— Begin SELECTED EXCERPT —

8. The solar collector of claim 1, further comprising a container encasing the concentrator and the light receiver, said container allows light to enter and illuminate the concentrator.
9. The solar collector of claim 8, wherein said container is sealed and is held under a vacuum.
10. The solar collector of claim 8, wherein said container is sealed and comprises an insulating gas.
11. An improvement to a solar collector, the solar collector comprising a linear light-concentrator having a length and a width, the linear light-concentrator focuses sunlight towards a photovoltaic cell and in a focal line, the improvement comprising:
a mirrored structure appended to the photovoltaic cell, said mirrored structure creating images of the photovoltaic cell, said images and the photovoltaic cell form a concave-light-receiving surface, the photovoltaic cell and mirrored structure comprising a light receiver.
12. The improvement of claim 11, wherein the photovoltaic cell comprises a first end and a second end, the mirrored structure comprising a first mirror extending downwardly from the first end along the length of the linear light-concentrator; and a second mirror extending downwardly from the second end along the length of the linear light-concentrator, said first mirror and said second mirror reflecting light onto the photovoltaic cell.
13. The improvement of claim 11, wherein the mirrored structure comprises a reflecting prism, the reflecting prism comprising walls that reflect light onto the photovoltaic cell.

— End SELECTED EXCERPT —
— Begin DATA PROVIDED —

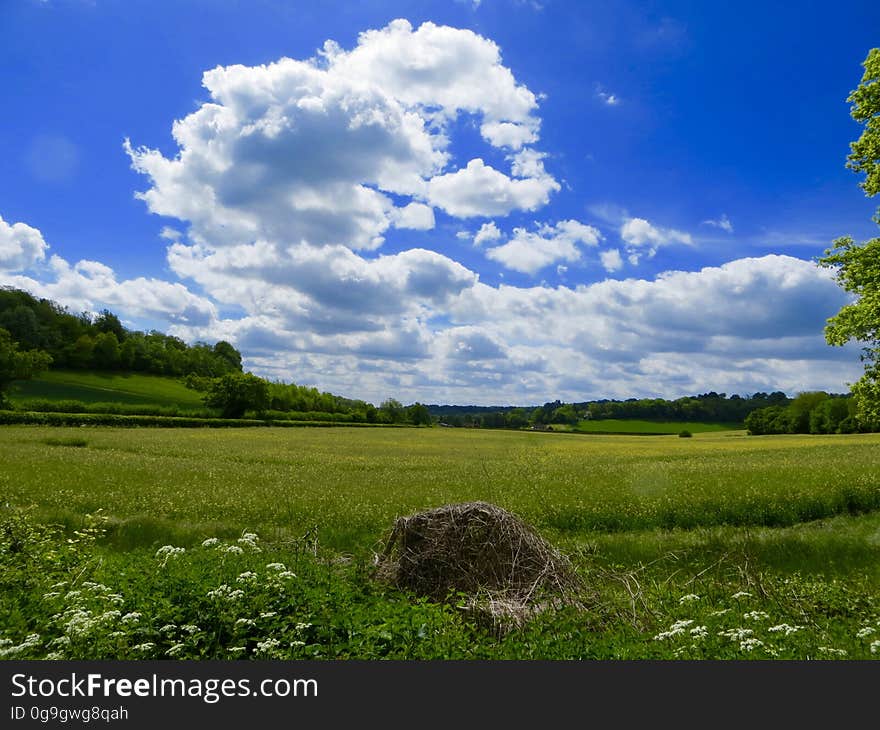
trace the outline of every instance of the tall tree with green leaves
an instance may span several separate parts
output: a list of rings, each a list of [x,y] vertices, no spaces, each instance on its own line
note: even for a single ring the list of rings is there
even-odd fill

— End DATA PROVIDED —

**WORK TO COMPLETE:**
1. Reproduce the passage from the solar collector claims verbatim, from "9. The solar" up to and including "an insulating gas.".
2. Rewrite the entry with "green" replaced by "yellow" and everything else unchanged, omitting the picture.

**SOLUTIONS PER TASK:**
1.
9. The solar collector of claim 8, wherein said container is sealed and is held under a vacuum.
10. The solar collector of claim 8, wherein said container is sealed and comprises an insulating gas.

2.
trace the outline of every instance of the tall tree with yellow leaves
an instance may span several separate parts
output: a list of rings, each a list of [x,y] vertices, no spaces, each instance on its own line
note: even for a single ring the list of rings is there
even-odd fill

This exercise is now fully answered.